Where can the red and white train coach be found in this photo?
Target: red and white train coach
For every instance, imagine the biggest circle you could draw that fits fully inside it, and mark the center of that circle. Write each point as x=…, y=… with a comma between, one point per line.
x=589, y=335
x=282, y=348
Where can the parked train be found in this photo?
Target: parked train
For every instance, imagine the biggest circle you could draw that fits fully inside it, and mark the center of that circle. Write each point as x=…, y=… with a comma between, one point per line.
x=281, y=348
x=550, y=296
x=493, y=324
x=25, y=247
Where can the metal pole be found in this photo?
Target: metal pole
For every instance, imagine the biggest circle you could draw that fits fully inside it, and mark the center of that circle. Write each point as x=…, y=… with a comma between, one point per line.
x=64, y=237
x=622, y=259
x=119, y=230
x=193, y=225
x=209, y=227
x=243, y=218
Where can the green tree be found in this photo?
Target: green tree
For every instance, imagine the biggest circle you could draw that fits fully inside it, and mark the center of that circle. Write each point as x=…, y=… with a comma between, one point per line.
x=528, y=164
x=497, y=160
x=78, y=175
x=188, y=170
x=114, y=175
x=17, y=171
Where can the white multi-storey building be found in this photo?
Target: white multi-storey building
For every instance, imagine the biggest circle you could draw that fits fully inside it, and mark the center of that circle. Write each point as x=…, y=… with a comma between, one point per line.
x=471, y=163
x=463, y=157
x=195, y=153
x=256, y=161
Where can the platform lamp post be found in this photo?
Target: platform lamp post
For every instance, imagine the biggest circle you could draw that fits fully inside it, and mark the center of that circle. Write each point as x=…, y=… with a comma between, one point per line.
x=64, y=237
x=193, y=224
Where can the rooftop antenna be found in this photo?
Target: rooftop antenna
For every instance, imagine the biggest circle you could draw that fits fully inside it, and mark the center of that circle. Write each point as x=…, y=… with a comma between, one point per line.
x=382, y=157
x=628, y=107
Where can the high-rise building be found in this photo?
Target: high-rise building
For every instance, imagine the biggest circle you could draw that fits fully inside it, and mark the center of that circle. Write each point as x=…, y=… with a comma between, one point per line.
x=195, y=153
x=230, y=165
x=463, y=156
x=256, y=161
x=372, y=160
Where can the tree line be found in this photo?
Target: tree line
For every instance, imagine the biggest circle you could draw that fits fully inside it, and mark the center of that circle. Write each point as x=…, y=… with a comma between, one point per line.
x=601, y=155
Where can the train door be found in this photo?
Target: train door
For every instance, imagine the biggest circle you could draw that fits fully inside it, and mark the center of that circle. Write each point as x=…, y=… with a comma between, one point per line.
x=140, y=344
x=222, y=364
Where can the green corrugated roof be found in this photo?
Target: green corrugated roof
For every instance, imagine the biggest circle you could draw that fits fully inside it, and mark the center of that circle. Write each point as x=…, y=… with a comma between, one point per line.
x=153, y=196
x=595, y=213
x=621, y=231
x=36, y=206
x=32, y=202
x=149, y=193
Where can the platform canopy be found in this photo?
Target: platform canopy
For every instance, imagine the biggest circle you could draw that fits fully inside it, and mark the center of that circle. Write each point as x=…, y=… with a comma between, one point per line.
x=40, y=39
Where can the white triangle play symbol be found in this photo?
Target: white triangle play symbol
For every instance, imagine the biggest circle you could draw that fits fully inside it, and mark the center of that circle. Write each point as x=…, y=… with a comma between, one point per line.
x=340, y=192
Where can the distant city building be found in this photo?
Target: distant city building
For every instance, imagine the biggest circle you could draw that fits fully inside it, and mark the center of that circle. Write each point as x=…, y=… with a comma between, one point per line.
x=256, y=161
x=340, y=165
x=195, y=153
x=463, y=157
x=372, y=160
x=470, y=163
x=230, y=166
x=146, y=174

------------------------------------------------

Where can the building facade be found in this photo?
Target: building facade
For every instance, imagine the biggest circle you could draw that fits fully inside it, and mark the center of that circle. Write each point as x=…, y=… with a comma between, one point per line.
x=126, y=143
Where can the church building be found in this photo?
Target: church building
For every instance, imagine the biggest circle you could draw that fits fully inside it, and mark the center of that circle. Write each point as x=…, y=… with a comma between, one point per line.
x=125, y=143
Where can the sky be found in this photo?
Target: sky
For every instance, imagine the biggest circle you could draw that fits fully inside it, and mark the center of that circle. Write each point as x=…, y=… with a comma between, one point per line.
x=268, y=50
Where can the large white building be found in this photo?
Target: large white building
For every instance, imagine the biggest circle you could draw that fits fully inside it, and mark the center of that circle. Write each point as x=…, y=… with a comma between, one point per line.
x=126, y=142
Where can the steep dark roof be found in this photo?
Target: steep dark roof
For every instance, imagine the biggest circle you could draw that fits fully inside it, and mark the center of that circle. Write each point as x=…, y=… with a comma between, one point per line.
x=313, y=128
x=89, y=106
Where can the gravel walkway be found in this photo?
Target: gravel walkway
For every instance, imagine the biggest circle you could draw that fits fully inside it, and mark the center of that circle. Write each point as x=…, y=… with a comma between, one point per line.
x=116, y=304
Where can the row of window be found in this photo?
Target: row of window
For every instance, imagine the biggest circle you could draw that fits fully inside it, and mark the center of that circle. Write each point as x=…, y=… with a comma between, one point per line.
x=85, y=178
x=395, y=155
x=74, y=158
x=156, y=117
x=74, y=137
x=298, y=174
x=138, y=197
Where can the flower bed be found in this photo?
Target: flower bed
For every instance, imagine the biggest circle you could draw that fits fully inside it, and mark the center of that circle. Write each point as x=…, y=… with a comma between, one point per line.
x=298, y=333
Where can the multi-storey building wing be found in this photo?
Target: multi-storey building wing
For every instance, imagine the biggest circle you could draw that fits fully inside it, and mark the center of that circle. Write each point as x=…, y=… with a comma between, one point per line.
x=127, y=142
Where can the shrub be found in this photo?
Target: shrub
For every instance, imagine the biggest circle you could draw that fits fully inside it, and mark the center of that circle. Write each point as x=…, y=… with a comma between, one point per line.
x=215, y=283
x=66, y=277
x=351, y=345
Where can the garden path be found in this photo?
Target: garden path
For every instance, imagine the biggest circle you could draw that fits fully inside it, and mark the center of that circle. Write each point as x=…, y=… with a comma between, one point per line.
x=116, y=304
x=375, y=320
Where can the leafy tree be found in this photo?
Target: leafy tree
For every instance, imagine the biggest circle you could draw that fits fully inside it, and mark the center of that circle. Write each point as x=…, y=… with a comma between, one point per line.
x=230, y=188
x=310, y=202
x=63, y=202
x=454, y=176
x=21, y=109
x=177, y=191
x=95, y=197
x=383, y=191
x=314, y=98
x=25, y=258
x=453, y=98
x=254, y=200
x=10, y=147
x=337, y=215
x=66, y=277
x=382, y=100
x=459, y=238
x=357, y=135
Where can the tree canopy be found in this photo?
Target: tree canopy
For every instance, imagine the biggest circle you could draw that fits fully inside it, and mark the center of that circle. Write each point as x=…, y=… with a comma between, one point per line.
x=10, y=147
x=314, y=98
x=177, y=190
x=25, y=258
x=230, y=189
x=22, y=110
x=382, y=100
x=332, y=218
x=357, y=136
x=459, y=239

------------------------------------------------

▶ _WHAT THE TASK ASKS_
Reproduce word for word the rows above, from the row containing "Where can the rooftop" up to and including the row containing "x=628, y=107".

▶ _SOLUTION TO THIS PROBLEM_
Where can the rooftop antenna be found in this photo?
Target: rooftop antenna
For every instance, imagine the biggest circle you could draw that fits fully inside it, and mark the center of that circle. Write each point as x=…, y=… with a comma between, one point per line.
x=382, y=157
x=628, y=107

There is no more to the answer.